-------- Excerpted passage

I have sat many youth groups in which we were told that if we had sex with someone before marriage then we ruined ourselves. We were made to feel like if we had sex we would be dirty with no hope of getting clean. We were told that pre-marital sex is throwing away "a gift for your future spouse." I know that at the heart of these statements, leadership was trying to tell us that God's plan is best and perhaps even scare us by telling us that there is no going back once we have taken those steps. While I don't blame leaders for these tactics, there is a consequence to those statements that they may not understand. They forget about the half of the room that has already engaged in sexual activity. They also don't leave room for redemption in the minds of those "good church girls" who will have sex in the future.
I know those youth pastors think that when these girls are in the back of a car they will hear their voice and stop in their tracks. They might. But when you address the issue of sex in this way, the girls who decide to have sex anyway will probably hear your voice the day, week, or year after they've had sex. In those times, when she realizes the relationship is in trouble and she needs to get out, she will think back and realize that according to you she's blown her chances at a good guy. She begins to feel like she needs to make things work with the wrong guy because no one else will want her.
Please know I'm not trying to tear ministry or abstinence teachings down. Far from it. I'm simply asking you to think about how these issues are addressed. Of course we should teach our girls AND guys to save themselves for marriage. That's God's plan, it's the only plan that works. I know that for many of you it seems crazy that a teenager would think like that. But trust me, as an ex-teenage girl, we don't think rationally.
So these are my words to the young people who have already had sex:
1. You are not ruined. This is the one that loomed over my head for years. We put ourselves under condemnation. Do you know what condemnation means? It means a sentence. Like a death sentence or a prison sentence. That's what we do. We think that because we gave in that that is the end of us. Unfortunately, too many churches contribute to this condemnation. Condemnation never comes from God, it is an attack of the enemy. Romans 8:1 tells us, "so now there is no condemnation for those who belong to Christ Jesus." You are not the sum of your sins. There is more to you and you still have good things to offer. Once you have repented of your sin (asked forgiveness AND turned from it) there is no need to live in guilt. God forgave you, forgive yourself.
2. You are not doomed to a bad relationship. This falls in the "2 wrongs don't make a right" category. Church girls in particular have a tendency to think that if they can work things out with the guy they slept with it will make it ok. "If he becomes my husband then it's ok that we did that." Wrong! Even if you only sleep with one guy, he becomes your husband, and you are married for 50 years, it was still sin to have sex before you were married. There will still be consequence in your marriage because you disobeyed God's law. I once heard a minister say that one problem with pre-marital sex is that you become accustomed to sneaking around. You get addicted to the excitement of possibly being caught, once you are married that excitement goes away, and that's what leads many to cheat. I don't know about you, but I don't want to help my husband practice for being sneaky.
Unfortunately, many girls use the "we need to end up together to make this ok" solution as an excuse to stay in relationships with guys who are bad for them; physically, mentally, and obviously spiritually. It would be great for God to do a work in BOTH of you to where you could move past your bad decisions and walk in God's will together, but most of the time, someone in the equation doesn't want to change. If he decides not to turn towards God and His Word, then you should know that you don't have to be stuck with a bad guy just because you made a bad decision.

----------------
-------- Recorded information

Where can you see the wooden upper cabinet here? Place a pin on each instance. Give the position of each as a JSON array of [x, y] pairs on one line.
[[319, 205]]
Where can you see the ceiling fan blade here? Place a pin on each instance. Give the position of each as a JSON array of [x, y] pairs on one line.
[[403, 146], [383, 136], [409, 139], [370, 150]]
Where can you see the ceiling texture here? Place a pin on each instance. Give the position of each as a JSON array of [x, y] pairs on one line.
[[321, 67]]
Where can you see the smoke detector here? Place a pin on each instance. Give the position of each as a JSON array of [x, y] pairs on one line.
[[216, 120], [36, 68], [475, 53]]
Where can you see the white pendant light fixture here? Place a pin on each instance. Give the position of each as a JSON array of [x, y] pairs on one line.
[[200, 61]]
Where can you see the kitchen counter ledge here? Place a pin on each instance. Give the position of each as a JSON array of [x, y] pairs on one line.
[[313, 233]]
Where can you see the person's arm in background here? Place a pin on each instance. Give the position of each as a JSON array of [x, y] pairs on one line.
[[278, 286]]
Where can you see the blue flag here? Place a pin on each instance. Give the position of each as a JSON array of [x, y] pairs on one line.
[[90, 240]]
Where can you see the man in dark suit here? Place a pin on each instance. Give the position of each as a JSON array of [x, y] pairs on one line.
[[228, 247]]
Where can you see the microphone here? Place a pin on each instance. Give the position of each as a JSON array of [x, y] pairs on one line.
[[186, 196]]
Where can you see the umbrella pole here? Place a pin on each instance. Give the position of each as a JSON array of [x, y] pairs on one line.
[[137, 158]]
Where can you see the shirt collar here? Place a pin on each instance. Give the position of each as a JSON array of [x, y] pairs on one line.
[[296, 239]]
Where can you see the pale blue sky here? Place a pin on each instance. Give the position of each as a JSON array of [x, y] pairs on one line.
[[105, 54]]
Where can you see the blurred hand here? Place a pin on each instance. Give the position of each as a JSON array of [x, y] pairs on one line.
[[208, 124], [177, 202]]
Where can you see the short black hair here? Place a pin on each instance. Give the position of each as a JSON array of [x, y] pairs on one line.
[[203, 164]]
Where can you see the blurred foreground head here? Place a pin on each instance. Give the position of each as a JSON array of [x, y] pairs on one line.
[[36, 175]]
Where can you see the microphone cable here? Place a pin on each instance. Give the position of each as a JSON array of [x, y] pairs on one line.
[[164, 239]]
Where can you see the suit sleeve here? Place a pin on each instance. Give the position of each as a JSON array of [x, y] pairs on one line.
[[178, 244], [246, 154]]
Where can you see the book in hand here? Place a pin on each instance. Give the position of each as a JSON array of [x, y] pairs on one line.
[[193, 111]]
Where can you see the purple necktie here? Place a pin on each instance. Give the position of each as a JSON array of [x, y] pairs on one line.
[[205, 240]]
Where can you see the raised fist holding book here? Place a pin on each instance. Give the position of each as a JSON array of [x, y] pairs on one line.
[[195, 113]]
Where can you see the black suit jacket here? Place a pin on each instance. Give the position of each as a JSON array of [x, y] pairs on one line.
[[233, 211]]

----------------

### Task requirements
1. In the essay on premarital sex and church youth groups, what does the writer say condemnation means?
2. Continue the essay on premarital sex and church youth groups from its last sentence.

### Responses to the exercise
1. It means a sentence, like a death sentence or a prison sentence.

2.
3. You can have a fresh start. In church we put a huge weight on being a virgin when we get married. Again, this is what's right, it is also possible if you work very hard. I remember getting a "True Love Waits" ring when I was 16. Inside the box was a paper that talked about the ability to be a "born-again virgin". It made me so mad! "How dare they say someone can get a new start after they had sex?! I'm living a perfect life and I don't get to do any of that...and they say these trashy girls get a fresh start?!" I was pretty judgmental...and then life happened. I thought I was missing out, the truth is I was missing out on disrespectful relationships, pregnancy scares, and feeling empty.
I Corinthians 5:17 says, "...anyone who belongs to Christ has become a new person. The old life is gone; a new life has begun!" The person you used to be (as well as the person I once was) is dead. You can start new. Having to sit my now fiance down and tell him everything I had done in the past was one of the hardest things I'd ever done. My conditioning told me that he'd leave me because I was "ruined" or "trashy" for what I had done. Instead, he stayed with me. He committed to help me by not putting ourselves in tempting situations. Don't allow yourself to think that no one else will want you after what you've done. Yes, it was hard to tell my almost husband what I had done, but as a strong, Christian man he offered me the same grace and forgiveness that Jesus does. Of course he would have preferred I waited for him, but he loved me enough to move past it. You have just as much chance of finding a good man as the girls who saved themselves. Your options are not limited to staying with a jerk who brings you down or being forever alone.
You see, there are good guys out there, and you deserve one, even if you weren't always the best you could be. There is hope for your future regardless of your past. Once again, do not use any of these comments as excuses to have pre-marital sex because it is a sin for which there is no excuse. However, as with all sins, there is forgiveness if you ask for it.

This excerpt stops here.